--- DATASET RECORDS Enclosed Below ---

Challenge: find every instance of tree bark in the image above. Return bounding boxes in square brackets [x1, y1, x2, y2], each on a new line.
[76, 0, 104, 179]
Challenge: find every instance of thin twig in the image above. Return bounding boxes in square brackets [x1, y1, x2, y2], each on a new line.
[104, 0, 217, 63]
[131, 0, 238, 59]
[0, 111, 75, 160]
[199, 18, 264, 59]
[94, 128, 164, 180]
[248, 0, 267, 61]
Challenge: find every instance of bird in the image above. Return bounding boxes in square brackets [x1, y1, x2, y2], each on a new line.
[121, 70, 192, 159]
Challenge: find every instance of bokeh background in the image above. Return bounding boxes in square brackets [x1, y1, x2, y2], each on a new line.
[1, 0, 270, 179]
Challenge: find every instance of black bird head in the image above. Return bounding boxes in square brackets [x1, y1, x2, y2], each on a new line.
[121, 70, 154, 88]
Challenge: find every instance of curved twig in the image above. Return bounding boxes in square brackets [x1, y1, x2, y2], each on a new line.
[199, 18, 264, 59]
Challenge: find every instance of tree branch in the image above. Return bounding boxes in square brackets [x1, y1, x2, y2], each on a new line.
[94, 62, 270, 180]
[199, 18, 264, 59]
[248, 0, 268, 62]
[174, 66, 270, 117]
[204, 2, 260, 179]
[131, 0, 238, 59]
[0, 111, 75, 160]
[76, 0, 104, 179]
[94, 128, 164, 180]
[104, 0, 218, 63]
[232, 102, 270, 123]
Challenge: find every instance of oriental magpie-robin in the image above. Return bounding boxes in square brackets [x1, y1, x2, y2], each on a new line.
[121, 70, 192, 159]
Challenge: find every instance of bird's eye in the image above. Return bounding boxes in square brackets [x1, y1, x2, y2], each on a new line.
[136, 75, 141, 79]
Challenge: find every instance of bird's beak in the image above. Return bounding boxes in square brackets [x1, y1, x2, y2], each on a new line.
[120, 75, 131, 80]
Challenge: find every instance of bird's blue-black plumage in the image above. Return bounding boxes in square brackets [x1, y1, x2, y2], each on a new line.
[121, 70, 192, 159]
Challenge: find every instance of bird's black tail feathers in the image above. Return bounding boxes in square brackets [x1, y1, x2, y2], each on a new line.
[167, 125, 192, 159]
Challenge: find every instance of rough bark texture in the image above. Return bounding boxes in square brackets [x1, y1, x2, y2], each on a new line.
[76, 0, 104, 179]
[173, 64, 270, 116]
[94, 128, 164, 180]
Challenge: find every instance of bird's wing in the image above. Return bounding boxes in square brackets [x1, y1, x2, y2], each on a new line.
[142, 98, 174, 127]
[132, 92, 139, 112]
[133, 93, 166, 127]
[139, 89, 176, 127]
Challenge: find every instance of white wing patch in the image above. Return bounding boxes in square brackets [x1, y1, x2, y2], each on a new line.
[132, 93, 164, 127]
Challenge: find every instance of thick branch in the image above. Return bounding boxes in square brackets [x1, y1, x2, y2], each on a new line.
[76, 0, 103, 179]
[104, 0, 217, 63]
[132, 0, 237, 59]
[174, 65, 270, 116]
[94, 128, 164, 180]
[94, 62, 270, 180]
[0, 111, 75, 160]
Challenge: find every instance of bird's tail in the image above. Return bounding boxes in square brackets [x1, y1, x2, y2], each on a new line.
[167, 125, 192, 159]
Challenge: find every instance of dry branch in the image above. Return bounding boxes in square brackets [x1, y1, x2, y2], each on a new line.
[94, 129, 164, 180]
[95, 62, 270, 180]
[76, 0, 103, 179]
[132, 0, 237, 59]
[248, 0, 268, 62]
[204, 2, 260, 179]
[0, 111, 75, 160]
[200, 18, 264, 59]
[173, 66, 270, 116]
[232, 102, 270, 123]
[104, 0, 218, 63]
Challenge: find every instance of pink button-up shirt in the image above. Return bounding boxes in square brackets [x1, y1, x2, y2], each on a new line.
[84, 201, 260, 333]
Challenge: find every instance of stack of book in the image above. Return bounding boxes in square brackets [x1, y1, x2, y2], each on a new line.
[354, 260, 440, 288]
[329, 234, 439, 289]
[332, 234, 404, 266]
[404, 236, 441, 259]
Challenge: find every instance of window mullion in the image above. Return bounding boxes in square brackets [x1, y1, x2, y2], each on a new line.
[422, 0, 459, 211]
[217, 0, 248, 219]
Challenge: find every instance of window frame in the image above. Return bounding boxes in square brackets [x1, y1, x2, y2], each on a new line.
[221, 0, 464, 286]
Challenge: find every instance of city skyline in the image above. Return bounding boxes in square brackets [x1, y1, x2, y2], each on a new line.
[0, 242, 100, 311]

--- End of Enclosed DATASET RECORDS ---

* [THE TASK]:
Repeat the lines above exactly.

* [WRITTEN SOLUTION]:
Challenge: find every instance of tree bark in the image above. Return bounding boxes in square brackets [x1, y1, x2, y2], each on a new line.
[76, 0, 104, 179]
Challenge: find every instance of thin twig in the image above. Return bounding boxes in square brackets [x1, y1, x2, y2], each on a new line.
[104, 0, 217, 63]
[131, 0, 238, 59]
[0, 111, 75, 160]
[199, 18, 264, 59]
[94, 128, 164, 180]
[248, 0, 267, 61]
Challenge: find every instance of bird in the image above. Return bounding boxes in square brackets [x1, y1, x2, y2], each on a new line.
[121, 70, 192, 159]
Challenge: find every instance of bokeh background in the image above. Return bounding boxes in square brackets [x1, y1, x2, y2], each on a new line.
[1, 0, 270, 179]
Challenge: find every instance of black bird head in the image above. Return bounding boxes in square brackets [x1, y1, x2, y2], each on a new line.
[121, 70, 154, 88]
Challenge: find every instance of curved twig in the image above. Return bounding boxes in square brackets [x1, y1, x2, y2], each on a new line.
[199, 18, 264, 59]
Challenge: find every instance of tree branch in the image above. Return bounding boxes in square brackets [x1, y1, x2, y2], each on a new line.
[94, 62, 270, 180]
[199, 18, 264, 59]
[248, 0, 268, 62]
[174, 66, 270, 117]
[204, 2, 260, 179]
[131, 0, 238, 59]
[0, 111, 75, 160]
[76, 0, 104, 179]
[94, 128, 164, 180]
[104, 0, 218, 63]
[232, 102, 270, 123]
Challenge: find every instance of oriental magpie-robin in the image above. Return bounding boxes in square brackets [x1, y1, x2, y2], each on a new line.
[121, 70, 192, 159]
Challenge: find every instance of bird's eye in the image above. Return bounding boxes in square brackets [x1, y1, x2, y2], each on a new line.
[136, 75, 141, 79]
Challenge: find every instance of bird's beak in the image above. Return bounding boxes in square brackets [x1, y1, x2, y2], each on a new line.
[120, 75, 131, 80]
Challenge: find every instance of bird's blue-black plumage in the image above. Return bounding boxes in square brackets [x1, y1, x2, y2], each on a new line.
[121, 70, 192, 159]
Challenge: find every instance of bird's black tail feathers in the image above. Return bounding boxes in square brackets [x1, y1, x2, y2], each on a new line.
[167, 125, 192, 159]
Challenge: find every instance of rough bark texture in the image above. Return bounding boxes in square brackets [x1, y1, x2, y2], each on a new line.
[76, 0, 104, 179]
[173, 64, 270, 116]
[94, 128, 164, 180]
Challenge: find every instance of bird's wing in the image above. Return bounding boxes in square brackets [x1, y1, x2, y2], each on a new line.
[142, 98, 174, 127]
[132, 92, 139, 112]
[133, 93, 166, 127]
[139, 89, 176, 127]
Challenge: find every instance of white wing patch in the image above. Return bounding boxes in square brackets [x1, y1, x2, y2], each on a new line.
[132, 93, 164, 127]
Challenge: find every instance of thick branch in the image above. Return bounding boxes in square brackets [x1, y1, x2, y2], each on a new line.
[76, 0, 103, 179]
[104, 0, 217, 63]
[132, 0, 237, 59]
[174, 65, 270, 116]
[94, 128, 164, 180]
[94, 62, 270, 180]
[0, 111, 75, 160]
Challenge: find every instance of bird's tail in the image above. Return bounding boxes in square brackets [x1, y1, x2, y2], each on a new line.
[167, 125, 192, 159]
Challenge: find every instance of dry branch in the image above. Return bounding boxes in square brackets [x1, y1, x2, y2], each on a new line.
[94, 129, 164, 180]
[95, 62, 270, 180]
[76, 0, 103, 179]
[132, 0, 237, 59]
[248, 0, 268, 62]
[204, 2, 260, 179]
[0, 111, 75, 160]
[200, 18, 264, 59]
[173, 66, 270, 116]
[232, 102, 270, 123]
[104, 0, 218, 63]
Challenge: find every instance of pink button-up shirt in the image above. Return bounding boxes in square brackets [x1, y1, x2, y2], each on a new line.
[84, 201, 260, 333]
Challenge: find every instance of stack of book in the image above. Return bounding boxes in square brackets [x1, y1, x2, y2], each on a new line.
[354, 260, 440, 288]
[329, 234, 439, 289]
[332, 234, 404, 266]
[404, 236, 441, 259]
Challenge: find every instance of window mullion in the image above. Return bounding boxes in square brackets [x1, y1, x2, y2], each on a new line.
[422, 0, 459, 211]
[217, 0, 248, 219]
Challenge: find every instance of window frame in the image above. Return bounding boxes in square brackets [x1, y1, x2, y2], each on a new line.
[221, 0, 464, 286]
Challenge: find every instance of city skyline in the image above. Return bounding boxes in square brackets [x1, y1, x2, y2], each on a new line.
[0, 242, 100, 311]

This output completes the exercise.